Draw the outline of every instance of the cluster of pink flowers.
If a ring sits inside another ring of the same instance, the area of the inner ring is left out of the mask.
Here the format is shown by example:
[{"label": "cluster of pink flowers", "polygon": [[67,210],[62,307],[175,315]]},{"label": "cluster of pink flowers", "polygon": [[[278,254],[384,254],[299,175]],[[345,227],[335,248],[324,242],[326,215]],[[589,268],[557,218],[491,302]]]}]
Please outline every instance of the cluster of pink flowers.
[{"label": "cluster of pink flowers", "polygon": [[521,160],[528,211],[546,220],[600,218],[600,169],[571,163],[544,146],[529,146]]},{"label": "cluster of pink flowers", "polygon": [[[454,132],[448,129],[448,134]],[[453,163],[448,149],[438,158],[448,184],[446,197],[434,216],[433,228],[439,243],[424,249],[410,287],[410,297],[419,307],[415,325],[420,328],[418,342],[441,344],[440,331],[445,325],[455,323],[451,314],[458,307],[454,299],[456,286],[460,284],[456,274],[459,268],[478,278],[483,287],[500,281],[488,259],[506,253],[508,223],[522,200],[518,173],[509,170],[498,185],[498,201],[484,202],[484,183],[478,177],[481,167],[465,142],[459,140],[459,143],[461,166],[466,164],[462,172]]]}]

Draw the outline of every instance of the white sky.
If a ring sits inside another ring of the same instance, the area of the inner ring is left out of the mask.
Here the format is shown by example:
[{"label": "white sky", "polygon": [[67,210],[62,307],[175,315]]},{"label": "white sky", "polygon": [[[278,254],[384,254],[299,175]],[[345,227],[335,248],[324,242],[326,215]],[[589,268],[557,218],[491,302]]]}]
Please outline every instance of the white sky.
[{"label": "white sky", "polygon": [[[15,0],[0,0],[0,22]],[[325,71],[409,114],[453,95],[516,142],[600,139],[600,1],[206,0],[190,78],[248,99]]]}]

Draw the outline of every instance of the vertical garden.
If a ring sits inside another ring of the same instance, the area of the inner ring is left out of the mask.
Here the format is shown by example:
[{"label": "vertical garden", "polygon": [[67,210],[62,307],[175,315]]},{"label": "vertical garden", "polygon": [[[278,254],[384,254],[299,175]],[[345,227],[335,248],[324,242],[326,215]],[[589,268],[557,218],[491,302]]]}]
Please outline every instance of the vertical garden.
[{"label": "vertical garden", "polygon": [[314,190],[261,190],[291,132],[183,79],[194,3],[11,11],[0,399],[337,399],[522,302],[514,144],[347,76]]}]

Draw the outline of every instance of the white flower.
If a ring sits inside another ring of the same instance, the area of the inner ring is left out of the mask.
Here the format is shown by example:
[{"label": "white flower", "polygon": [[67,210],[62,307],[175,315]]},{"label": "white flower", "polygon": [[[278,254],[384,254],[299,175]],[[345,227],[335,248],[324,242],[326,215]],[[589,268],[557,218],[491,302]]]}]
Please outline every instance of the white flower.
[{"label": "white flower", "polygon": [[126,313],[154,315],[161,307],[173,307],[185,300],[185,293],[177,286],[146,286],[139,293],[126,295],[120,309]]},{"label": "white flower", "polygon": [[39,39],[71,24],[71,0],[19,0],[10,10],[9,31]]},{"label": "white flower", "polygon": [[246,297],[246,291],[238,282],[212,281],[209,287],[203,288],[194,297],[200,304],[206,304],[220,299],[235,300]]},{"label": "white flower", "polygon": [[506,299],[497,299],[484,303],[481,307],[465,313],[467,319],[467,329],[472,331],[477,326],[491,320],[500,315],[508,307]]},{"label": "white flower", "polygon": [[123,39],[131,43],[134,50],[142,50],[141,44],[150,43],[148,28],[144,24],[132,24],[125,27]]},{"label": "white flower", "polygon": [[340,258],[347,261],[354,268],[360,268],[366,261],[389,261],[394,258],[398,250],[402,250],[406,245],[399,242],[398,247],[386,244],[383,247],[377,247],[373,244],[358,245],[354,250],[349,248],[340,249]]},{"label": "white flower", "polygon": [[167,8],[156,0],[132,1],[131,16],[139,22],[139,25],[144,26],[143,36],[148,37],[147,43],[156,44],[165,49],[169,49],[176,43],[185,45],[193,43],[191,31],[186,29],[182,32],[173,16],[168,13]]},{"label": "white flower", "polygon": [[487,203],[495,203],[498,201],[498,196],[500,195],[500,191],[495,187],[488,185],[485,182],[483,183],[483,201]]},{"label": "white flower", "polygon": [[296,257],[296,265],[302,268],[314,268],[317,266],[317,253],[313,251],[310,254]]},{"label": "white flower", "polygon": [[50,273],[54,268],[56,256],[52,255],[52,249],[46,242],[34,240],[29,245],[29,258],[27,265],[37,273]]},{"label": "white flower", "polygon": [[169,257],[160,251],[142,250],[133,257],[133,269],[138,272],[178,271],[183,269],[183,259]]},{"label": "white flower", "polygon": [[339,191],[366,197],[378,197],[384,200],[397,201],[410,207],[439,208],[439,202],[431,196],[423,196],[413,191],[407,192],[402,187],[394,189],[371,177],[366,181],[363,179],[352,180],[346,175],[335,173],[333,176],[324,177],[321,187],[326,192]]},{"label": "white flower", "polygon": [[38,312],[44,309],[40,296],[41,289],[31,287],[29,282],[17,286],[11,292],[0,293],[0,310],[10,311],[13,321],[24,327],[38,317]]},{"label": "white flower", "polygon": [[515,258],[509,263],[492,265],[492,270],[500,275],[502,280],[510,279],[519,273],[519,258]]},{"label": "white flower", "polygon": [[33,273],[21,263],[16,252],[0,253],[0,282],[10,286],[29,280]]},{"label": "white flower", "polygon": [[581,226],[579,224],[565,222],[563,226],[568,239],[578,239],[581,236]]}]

*WORK INSTRUCTIONS*: Write out all of the data above word for word, from the first line to the last.

*WRITTEN SOLUTION*:
Draw the outline of every instance of the cluster of pink flowers.
If a ring sits inside another ring of the same instance, the area of the inner ring is left out of the mask.
Here the format is shown by example:
[{"label": "cluster of pink flowers", "polygon": [[67,210],[62,307],[175,315]]},{"label": "cluster of pink flowers", "polygon": [[[278,254],[384,254],[299,175]],[[345,227],[335,248],[324,242],[326,215]],[[589,268],[557,218],[491,302]]]}]
Please outline every instance of the cluster of pink flowers.
[{"label": "cluster of pink flowers", "polygon": [[521,160],[528,211],[546,220],[600,218],[600,169],[571,163],[544,146],[529,146]]},{"label": "cluster of pink flowers", "polygon": [[[454,132],[448,129],[448,134]],[[453,163],[448,149],[438,158],[448,184],[446,197],[434,216],[433,228],[439,243],[424,249],[410,287],[410,297],[419,307],[415,325],[420,328],[418,342],[441,344],[440,331],[445,325],[455,323],[451,314],[458,307],[454,299],[456,286],[460,284],[456,274],[459,268],[478,278],[483,287],[500,281],[488,259],[506,253],[508,223],[522,200],[518,173],[509,170],[498,185],[498,201],[484,202],[484,183],[478,177],[481,167],[465,142],[459,140],[459,143],[461,166],[466,164],[462,172]]]}]

Draw the outline of every instance of the white sky.
If a ring sits inside another ring of the same instance, the area of the inner ring is left out of the mask.
Here the format is shown by example:
[{"label": "white sky", "polygon": [[67,210],[62,307],[175,315]]},{"label": "white sky", "polygon": [[[278,254],[384,254],[299,175]],[[345,227],[335,248],[324,242],[326,215]],[[589,268],[557,218],[491,302]]]}]
Please outline every instance of the white sky.
[{"label": "white sky", "polygon": [[[15,0],[0,0],[0,22]],[[325,71],[409,114],[453,95],[516,142],[600,139],[600,1],[206,0],[190,78],[248,99]]]}]

Draw the outline of every instance of the vertical garden.
If a ring sits inside another ring of the same instance, the area of the inner ring is left out of the mask.
Here the format is shown by example:
[{"label": "vertical garden", "polygon": [[67,210],[62,307],[175,315]]},{"label": "vertical garden", "polygon": [[[278,254],[384,254],[299,175]],[[345,227],[335,248],[324,242],[326,215]],[[589,268],[557,218],[491,302]]]}]
Please outline every instance of the vertical garden.
[{"label": "vertical garden", "polygon": [[314,190],[261,190],[291,132],[183,79],[194,3],[11,11],[0,399],[337,399],[522,302],[514,144],[347,76]]}]

Draw the outline of every instance of the white flower.
If a ring sits inside another ring of the same instance, the area of the inner ring is left out of the mask.
Here the format is shown by example:
[{"label": "white flower", "polygon": [[67,210],[62,307],[175,315]]},{"label": "white flower", "polygon": [[[278,254],[384,254],[299,175]],[[345,227],[335,248],[324,242],[326,215]],[[589,268],[557,218],[491,302]]]}]
Please outline every instance of the white flower.
[{"label": "white flower", "polygon": [[126,313],[154,315],[161,307],[173,307],[185,300],[185,293],[177,286],[146,286],[139,293],[126,295],[120,309]]},{"label": "white flower", "polygon": [[39,39],[71,24],[71,0],[19,0],[10,10],[9,31]]},{"label": "white flower", "polygon": [[246,297],[246,291],[238,282],[212,281],[209,287],[203,288],[194,297],[200,304],[206,304],[220,299],[235,300]]},{"label": "white flower", "polygon": [[506,299],[497,299],[484,303],[481,307],[465,313],[467,319],[467,329],[472,331],[477,326],[491,320],[500,315],[508,307]]},{"label": "white flower", "polygon": [[123,39],[131,43],[134,50],[142,50],[141,44],[150,43],[148,28],[144,24],[132,24],[125,27]]},{"label": "white flower", "polygon": [[340,258],[347,261],[354,268],[360,268],[366,261],[389,261],[394,258],[398,250],[402,250],[406,245],[399,242],[398,247],[386,244],[383,247],[377,247],[373,244],[358,245],[354,250],[349,248],[340,249]]},{"label": "white flower", "polygon": [[167,8],[156,0],[132,1],[131,16],[139,22],[139,25],[144,26],[143,36],[148,37],[147,43],[156,44],[165,49],[169,49],[176,43],[185,45],[193,43],[191,31],[186,29],[182,32],[173,16],[168,13]]},{"label": "white flower", "polygon": [[487,203],[495,203],[498,201],[498,196],[500,195],[500,191],[495,187],[488,185],[485,182],[483,183],[483,201]]},{"label": "white flower", "polygon": [[296,257],[296,265],[302,268],[314,268],[317,266],[317,253],[313,251],[310,254]]},{"label": "white flower", "polygon": [[50,273],[54,268],[56,256],[52,255],[52,249],[46,242],[34,240],[29,245],[29,258],[27,265],[37,273]]},{"label": "white flower", "polygon": [[169,257],[160,251],[142,250],[133,257],[133,269],[138,272],[178,271],[183,269],[183,259]]},{"label": "white flower", "polygon": [[339,191],[366,197],[378,197],[384,200],[397,201],[410,207],[439,208],[439,202],[431,196],[423,196],[413,191],[407,192],[402,187],[394,189],[371,177],[366,181],[363,179],[352,180],[346,175],[335,173],[333,176],[324,177],[321,187],[326,192]]},{"label": "white flower", "polygon": [[38,312],[44,309],[40,296],[41,289],[31,287],[29,282],[17,286],[11,292],[0,293],[0,310],[10,311],[13,321],[24,327],[38,317]]},{"label": "white flower", "polygon": [[515,258],[509,263],[492,265],[492,270],[500,275],[502,280],[510,279],[519,273],[519,258]]},{"label": "white flower", "polygon": [[33,273],[21,263],[16,252],[0,253],[0,282],[10,286],[29,280]]},{"label": "white flower", "polygon": [[581,226],[579,224],[565,222],[563,226],[568,239],[578,239],[581,236]]}]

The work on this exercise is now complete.